-- Begin Source records --

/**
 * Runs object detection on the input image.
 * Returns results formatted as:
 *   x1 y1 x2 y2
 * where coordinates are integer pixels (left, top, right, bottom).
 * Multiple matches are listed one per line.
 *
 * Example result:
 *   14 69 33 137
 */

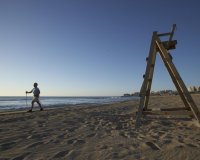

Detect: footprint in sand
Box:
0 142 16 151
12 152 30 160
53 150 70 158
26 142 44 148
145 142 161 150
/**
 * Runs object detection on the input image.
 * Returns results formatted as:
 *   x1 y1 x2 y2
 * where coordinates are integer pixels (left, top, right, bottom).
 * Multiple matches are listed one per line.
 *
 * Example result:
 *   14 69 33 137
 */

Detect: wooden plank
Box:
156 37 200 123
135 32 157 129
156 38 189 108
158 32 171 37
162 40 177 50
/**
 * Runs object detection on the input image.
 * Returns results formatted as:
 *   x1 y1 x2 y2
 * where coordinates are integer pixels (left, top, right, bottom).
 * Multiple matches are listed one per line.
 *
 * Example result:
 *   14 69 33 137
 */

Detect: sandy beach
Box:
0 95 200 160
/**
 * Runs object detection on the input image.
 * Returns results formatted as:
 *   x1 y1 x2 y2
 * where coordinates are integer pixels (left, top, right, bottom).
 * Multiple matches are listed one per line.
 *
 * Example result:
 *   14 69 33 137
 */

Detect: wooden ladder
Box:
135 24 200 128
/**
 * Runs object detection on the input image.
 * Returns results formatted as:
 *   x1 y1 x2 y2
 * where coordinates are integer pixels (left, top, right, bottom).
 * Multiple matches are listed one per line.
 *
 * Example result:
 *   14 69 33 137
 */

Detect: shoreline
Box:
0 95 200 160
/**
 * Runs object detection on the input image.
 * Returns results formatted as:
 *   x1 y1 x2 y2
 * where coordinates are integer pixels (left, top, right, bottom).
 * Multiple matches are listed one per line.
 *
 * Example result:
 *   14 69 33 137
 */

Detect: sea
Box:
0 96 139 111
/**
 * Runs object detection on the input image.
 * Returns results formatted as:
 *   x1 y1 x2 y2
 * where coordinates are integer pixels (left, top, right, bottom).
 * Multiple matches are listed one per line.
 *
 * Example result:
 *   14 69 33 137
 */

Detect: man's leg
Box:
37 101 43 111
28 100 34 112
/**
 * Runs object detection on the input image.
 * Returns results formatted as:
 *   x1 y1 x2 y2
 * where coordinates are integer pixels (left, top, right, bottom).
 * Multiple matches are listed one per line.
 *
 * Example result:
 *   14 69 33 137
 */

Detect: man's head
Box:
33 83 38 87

-- End Source records --
-- Begin Source records --

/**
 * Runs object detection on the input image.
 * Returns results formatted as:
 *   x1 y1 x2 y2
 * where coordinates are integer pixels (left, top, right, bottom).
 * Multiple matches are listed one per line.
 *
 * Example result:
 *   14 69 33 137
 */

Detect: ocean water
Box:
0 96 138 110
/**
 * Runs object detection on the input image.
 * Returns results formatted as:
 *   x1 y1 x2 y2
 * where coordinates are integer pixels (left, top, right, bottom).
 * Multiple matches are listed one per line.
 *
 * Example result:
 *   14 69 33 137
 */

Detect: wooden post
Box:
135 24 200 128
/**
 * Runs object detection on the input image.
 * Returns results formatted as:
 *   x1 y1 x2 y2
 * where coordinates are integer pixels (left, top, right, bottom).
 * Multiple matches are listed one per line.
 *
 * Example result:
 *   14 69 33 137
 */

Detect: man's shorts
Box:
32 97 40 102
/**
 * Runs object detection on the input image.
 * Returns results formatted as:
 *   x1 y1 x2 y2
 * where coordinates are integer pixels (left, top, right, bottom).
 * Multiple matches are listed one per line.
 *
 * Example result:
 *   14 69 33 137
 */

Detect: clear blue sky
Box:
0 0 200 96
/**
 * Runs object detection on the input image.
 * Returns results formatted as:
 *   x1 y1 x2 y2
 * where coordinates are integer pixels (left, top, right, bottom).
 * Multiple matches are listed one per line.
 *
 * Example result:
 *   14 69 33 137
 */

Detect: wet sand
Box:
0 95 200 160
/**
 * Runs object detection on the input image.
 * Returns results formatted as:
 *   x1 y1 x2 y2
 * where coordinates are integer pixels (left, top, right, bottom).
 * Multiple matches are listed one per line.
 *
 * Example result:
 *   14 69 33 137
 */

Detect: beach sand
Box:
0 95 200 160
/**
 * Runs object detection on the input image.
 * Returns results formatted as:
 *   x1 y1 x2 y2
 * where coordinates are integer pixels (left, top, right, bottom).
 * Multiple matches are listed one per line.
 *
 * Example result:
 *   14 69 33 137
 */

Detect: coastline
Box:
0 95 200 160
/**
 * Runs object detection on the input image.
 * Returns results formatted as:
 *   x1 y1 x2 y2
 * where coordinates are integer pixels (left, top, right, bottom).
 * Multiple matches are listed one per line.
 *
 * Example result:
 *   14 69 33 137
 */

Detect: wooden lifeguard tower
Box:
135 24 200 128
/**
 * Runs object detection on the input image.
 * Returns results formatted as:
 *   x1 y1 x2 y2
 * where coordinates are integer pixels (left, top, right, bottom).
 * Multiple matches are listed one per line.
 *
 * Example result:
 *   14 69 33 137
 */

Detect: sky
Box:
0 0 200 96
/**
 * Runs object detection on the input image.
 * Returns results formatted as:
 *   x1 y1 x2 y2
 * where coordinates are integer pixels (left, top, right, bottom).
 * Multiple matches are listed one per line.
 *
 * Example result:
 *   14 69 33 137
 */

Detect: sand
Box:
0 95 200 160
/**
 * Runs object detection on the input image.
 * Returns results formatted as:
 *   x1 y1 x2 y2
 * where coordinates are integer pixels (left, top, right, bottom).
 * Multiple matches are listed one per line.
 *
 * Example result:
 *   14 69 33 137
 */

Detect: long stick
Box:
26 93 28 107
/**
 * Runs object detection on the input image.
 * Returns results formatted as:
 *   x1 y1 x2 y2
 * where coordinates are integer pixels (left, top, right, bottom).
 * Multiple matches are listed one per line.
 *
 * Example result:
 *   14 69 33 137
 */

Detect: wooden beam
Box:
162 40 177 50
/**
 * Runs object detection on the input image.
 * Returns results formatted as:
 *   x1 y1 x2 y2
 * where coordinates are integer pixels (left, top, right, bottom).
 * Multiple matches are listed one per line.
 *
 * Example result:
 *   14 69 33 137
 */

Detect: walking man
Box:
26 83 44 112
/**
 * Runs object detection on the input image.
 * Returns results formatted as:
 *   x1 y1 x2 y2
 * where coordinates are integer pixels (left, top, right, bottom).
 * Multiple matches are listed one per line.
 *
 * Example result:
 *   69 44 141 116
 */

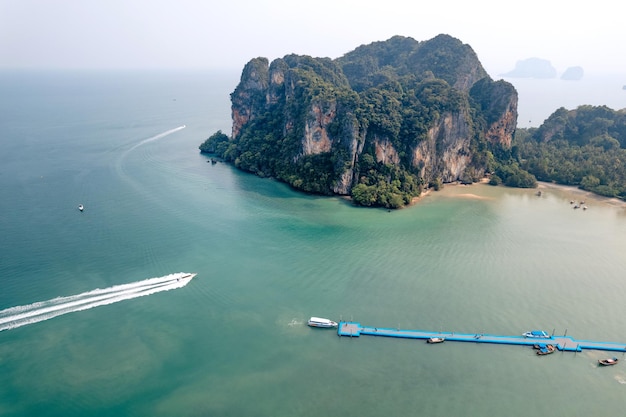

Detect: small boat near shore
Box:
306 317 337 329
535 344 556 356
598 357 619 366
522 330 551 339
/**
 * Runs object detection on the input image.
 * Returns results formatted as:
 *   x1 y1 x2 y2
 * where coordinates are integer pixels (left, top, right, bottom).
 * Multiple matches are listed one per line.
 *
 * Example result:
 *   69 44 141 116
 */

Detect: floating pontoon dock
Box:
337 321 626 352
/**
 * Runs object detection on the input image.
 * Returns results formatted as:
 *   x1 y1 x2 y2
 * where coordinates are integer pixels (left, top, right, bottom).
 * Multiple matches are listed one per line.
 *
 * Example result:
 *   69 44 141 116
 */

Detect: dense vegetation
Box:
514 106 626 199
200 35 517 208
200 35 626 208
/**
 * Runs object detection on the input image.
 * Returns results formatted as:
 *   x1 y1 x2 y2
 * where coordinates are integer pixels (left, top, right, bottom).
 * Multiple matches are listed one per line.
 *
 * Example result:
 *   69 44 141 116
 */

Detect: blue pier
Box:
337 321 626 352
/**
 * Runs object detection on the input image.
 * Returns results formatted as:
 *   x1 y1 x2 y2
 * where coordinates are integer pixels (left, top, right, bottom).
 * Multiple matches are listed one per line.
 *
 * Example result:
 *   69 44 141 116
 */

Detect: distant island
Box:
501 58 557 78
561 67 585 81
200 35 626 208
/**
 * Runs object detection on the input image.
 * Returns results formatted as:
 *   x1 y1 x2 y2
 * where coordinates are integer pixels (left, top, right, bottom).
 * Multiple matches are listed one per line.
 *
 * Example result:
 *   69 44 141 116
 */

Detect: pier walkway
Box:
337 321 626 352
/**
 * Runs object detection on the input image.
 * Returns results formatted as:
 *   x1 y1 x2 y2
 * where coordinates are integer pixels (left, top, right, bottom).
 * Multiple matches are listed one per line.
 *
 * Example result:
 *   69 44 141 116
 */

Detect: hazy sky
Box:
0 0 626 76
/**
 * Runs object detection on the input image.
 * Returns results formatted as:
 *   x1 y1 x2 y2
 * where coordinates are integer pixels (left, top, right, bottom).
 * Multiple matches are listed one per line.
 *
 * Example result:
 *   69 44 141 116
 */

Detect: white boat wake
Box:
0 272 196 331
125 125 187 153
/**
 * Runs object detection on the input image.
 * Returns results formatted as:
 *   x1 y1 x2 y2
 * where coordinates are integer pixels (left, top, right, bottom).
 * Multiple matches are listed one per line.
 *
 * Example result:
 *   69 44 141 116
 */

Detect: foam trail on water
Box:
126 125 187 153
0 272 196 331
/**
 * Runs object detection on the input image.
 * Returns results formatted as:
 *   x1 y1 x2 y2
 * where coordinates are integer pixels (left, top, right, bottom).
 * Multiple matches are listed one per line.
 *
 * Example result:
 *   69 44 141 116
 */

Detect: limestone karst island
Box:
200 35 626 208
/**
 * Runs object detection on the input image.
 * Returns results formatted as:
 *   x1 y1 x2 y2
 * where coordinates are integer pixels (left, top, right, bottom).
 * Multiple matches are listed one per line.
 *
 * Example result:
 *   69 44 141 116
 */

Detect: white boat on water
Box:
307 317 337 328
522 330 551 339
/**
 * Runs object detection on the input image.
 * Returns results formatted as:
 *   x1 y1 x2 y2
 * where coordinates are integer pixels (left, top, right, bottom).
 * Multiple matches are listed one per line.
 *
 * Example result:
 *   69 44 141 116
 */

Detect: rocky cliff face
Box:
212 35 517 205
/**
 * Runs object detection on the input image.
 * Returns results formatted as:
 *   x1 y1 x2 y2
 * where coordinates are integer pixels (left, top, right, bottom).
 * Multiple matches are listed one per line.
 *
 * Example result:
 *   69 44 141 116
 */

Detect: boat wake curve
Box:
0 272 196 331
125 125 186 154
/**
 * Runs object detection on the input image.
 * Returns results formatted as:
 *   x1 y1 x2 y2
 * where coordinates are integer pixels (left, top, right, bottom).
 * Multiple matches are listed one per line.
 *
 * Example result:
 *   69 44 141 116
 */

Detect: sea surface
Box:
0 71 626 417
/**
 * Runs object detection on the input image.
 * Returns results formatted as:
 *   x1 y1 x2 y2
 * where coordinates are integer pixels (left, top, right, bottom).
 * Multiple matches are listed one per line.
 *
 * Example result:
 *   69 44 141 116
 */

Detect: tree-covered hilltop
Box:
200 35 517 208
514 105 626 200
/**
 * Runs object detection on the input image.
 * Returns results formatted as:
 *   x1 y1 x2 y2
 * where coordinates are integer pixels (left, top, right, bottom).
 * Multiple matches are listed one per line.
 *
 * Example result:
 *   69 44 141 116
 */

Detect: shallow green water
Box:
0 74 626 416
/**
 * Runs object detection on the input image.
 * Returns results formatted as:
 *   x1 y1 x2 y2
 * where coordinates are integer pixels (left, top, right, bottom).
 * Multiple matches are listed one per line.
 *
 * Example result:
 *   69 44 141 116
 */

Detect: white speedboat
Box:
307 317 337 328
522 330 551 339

-- End Source records --
-- Begin Source records --

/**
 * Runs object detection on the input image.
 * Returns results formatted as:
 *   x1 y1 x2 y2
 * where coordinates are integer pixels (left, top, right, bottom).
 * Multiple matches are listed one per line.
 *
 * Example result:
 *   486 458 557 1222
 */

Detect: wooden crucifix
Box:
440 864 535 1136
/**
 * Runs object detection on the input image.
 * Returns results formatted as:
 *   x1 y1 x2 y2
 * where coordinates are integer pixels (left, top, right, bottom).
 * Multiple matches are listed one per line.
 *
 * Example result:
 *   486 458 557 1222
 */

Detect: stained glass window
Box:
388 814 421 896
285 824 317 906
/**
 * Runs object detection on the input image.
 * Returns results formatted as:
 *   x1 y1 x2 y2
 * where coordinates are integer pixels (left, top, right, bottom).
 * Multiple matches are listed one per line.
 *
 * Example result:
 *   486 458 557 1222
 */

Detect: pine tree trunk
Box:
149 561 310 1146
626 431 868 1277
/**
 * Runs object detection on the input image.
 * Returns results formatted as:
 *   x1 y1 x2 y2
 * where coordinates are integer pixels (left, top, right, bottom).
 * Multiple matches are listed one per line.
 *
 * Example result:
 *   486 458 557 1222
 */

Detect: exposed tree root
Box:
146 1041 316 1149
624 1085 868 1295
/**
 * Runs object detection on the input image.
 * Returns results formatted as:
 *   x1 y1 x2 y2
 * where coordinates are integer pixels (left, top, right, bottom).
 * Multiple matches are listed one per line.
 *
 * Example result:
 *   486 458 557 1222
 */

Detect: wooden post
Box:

-- End Source records --

- **Directive**:
Print each line of the records that contains the string "water", with case-sensitive matching.

- **Written reply**:
Detect: ocean water
Detect: foam trail on water
Detect: white boat on water
Detect: shallow green water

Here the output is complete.